### 作業目標
Accessのロック解説のうち、「以下では、「Accessでデ」で始まり「2.2 レコードレベルロック(Edited Record)」で終わる箇所を、「ネットワーク遅延」を「通信遅延」に差し替えたうえで示してください。

Accessでデッドロック?レコードレベルロックと注意点を押さえる

以下では、「Accessでデッドロック?レコードレベルロックと注意点を押さえる」をテーマに、Accessをマルチユーザー運用する際に生じ得るロック問題(デッドロックや競合)について解説します。Accessはシンプルに使える反面、複数人で同時にレコードを編集しているとロック競合が起こりやすく、場合によっては実質的なデッドロックに似た状況が発生します。フォームのロック設定やテーブルのサイズ・ページ単位ロックの仕組みを理解し、トラブルを未然に防ぎましょう。
1. デッドロックとは?Accessでもあり得る?
デッドロックは、データベースで2つ以上のトランザクションが互いに相手のロックを待ち続け、永久に進まない状態を指します。SQL Serverなど大規模DBでよく話題になりますが、Access(ACE/Jetエンジン)でも競合・衝突が激しい状況では、事実上の“行き詰まり”が起こることがあります。
- ただしAccessでは厳密なトランザクション管理やデッドロック検出がSQL Serverほど高機能ではないため、実際には競合(Write Conflict) ダイアログが出て「保存/コピー/破棄」を迫られたり、ファイルロックが掛かったまま進まない状況が起こることも
- 複数ユーザーが同じレコードを同時に更新したり、ネットワーク遅延でロックが長時間保持されると、Accessの内部ロック制御がトラブルを起こす原因になりやすい
2. レコードレベルロックとページレベルロックの概要
2.1 Accessのロック機構
Access(ACE/Jet)の内部ロックはページ単位と呼ばれ、デフォルトでは2KB/4KBのデータ単位でロックする仕組みです。
- しかし、フォームのプロパティ設定やAccessのバージョン・状況によっては「編集中のレコードのみロック」「ページロック」などを切り替えられる
2.2 レコードレベルロック(Edited Record)

### 行データ
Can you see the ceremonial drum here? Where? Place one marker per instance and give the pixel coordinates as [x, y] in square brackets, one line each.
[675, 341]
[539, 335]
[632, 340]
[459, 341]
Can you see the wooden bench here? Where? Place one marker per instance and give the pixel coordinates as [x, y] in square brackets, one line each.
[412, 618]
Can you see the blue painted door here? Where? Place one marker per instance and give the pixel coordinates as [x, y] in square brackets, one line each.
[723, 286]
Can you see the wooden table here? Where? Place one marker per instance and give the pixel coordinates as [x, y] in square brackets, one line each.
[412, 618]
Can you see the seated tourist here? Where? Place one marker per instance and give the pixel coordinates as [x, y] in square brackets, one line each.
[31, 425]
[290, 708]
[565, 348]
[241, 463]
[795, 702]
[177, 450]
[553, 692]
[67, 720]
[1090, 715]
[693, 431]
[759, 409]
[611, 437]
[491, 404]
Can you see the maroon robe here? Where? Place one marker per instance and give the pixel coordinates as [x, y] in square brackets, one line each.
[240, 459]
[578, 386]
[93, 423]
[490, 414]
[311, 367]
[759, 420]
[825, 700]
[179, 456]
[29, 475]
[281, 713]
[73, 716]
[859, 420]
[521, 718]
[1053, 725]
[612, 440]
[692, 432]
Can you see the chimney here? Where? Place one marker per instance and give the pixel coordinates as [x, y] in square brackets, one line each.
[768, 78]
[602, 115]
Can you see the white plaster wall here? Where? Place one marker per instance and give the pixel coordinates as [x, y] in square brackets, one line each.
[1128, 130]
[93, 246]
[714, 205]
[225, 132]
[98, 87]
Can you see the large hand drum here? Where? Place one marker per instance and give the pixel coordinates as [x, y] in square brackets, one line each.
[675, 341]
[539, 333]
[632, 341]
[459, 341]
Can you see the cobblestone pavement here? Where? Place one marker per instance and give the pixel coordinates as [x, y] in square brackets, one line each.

### 解答
以下では、「Accessでデッドロック?レコードレベルロックと注意点を押さえる」をテーマに、Accessをマルチユーザー運用する際に生じ得るロック問題(デッドロックや競合)について解説します。Accessはシンプルに使える反面、複数人で同時にレコードを編集しているとロック競合が起こりやすく、場合によっては実質的なデッドロックに似た状況が発生します。フォームのロック設定やテーブルのサイズ・ページ単位ロックの仕組みを理解し、トラブルを未然に防ぎましょう。
1. デッドロックとは?Accessでもあり得る?
デッドロックは、データベースで2つ以上のトランザクションが互いに相手のロックを待ち続け、永久に進まない状態を指します。SQL Serverなど大規模DBでよく話題になりますが、Access(ACE/Jetエンジン)でも競合・衝突が激しい状況では、事実上の“行き詰まり”が起こることがあります。
- ただしAccessでは厳密なトランザクション管理やデッドロック検出がSQL Serverほど高機能ではないため、実際には競合(Write Conflict) ダイアログが出て「保存/コピー/破棄」を迫られたり、ファイルロックが掛かったまま進まない状況が起こることも
- 複数ユーザーが同じレコードを同時に更新したり、通信遅延でロックが長時間保持されると、Accessの内部ロック制御がトラブルを起こす原因になりやすい
2. レコードレベルロックとページレベルロックの概要
2.1 Accessのロック機構
Access(ACE/Jet)の内部ロックはページ単位と呼ばれ、デフォルトでは2KB/4KBのデータ単位でロックする仕組みです。
- しかし、フォームのプロパティ設定やAccessのバージョン・状況によっては「編集中のレコードのみロック」「ページロック」などを切り替えられる
2.2 レコードレベルロック(Edited Record)